→ **TASK DIRECTIONS**
Turn every line of the rows below into a JSON list of strings, one string per line, and leave out any blank lines.

## begin

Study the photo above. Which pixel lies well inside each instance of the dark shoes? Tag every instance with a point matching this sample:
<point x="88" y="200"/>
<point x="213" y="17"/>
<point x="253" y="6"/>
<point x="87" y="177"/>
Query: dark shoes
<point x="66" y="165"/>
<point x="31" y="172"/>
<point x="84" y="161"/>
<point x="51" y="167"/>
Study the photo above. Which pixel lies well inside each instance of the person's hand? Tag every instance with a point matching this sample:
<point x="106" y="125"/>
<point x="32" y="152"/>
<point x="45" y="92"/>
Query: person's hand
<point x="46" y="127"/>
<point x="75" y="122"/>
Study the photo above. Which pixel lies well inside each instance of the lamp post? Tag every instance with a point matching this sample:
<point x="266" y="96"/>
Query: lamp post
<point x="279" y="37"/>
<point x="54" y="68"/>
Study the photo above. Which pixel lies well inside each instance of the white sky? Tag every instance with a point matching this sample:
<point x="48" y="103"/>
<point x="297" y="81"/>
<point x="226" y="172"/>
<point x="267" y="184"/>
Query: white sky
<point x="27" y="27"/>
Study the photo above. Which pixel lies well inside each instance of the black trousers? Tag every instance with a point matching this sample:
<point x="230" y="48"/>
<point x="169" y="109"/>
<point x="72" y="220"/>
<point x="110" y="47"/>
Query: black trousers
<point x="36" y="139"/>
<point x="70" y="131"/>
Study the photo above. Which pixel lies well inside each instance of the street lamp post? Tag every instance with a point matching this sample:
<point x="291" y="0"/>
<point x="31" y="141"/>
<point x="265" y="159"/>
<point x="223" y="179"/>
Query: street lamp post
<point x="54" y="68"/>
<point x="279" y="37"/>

## end

→ **WRITTEN ANSWER**
[
  "Study the photo above. Which pixel lies well inside each instance of the dark shoes? Tag every instance with a point matching this sample:",
  "<point x=\"88\" y=\"200\"/>",
  "<point x=\"213\" y=\"17\"/>",
  "<point x=\"253\" y=\"6\"/>",
  "<point x=\"87\" y=\"177\"/>",
  "Query: dark shoes",
  "<point x=\"66\" y=\"165\"/>",
  "<point x=\"31\" y=\"172\"/>",
  "<point x=\"84\" y=\"161\"/>",
  "<point x=\"51\" y=\"167\"/>",
  "Study the photo above. Which pixel lies well inside each instance of the person's hand? Tag every instance with a point matching this sample:",
  "<point x=\"106\" y=\"125\"/>",
  "<point x=\"32\" y=\"152\"/>",
  "<point x=\"45\" y=\"92\"/>",
  "Query: person's hand",
  "<point x=\"46\" y=\"127\"/>",
  "<point x=\"75\" y=\"122\"/>",
  "Study the photo above. Which pixel lies well inside each instance of the lamp post? Tag every instance with a point matching this sample:",
  "<point x=\"266\" y=\"96\"/>",
  "Query: lamp post",
  "<point x=\"279\" y=\"37\"/>",
  "<point x=\"54\" y=\"68\"/>",
  "Study the photo above. Which pixel lies well inside each instance of the white sky? Tag every instance with a point matching this sample:",
  "<point x=\"48\" y=\"103\"/>",
  "<point x=\"297\" y=\"81\"/>",
  "<point x=\"226\" y=\"172\"/>",
  "<point x=\"267\" y=\"184\"/>",
  "Query: white sky",
  "<point x=\"27\" y=\"27\"/>",
  "Study the photo above. Which pixel lies well inside each instance of the black trousers? Tag every instance with a point matching this sample:",
  "<point x=\"230\" y=\"48\"/>",
  "<point x=\"169\" y=\"109\"/>",
  "<point x=\"72\" y=\"220\"/>",
  "<point x=\"110\" y=\"47\"/>",
  "Query: black trousers",
  "<point x=\"36\" y=\"139\"/>",
  "<point x=\"70\" y=\"131\"/>",
  "Study the photo above. Which pixel lies well inside each instance of the street lamp post? Tag every instance with a point matching this sample:",
  "<point x=\"291\" y=\"0\"/>",
  "<point x=\"31\" y=\"141\"/>",
  "<point x=\"265\" y=\"159\"/>",
  "<point x=\"223\" y=\"179\"/>",
  "Query: street lamp post",
  "<point x=\"54\" y=\"68\"/>",
  "<point x=\"279\" y=\"37\"/>"
]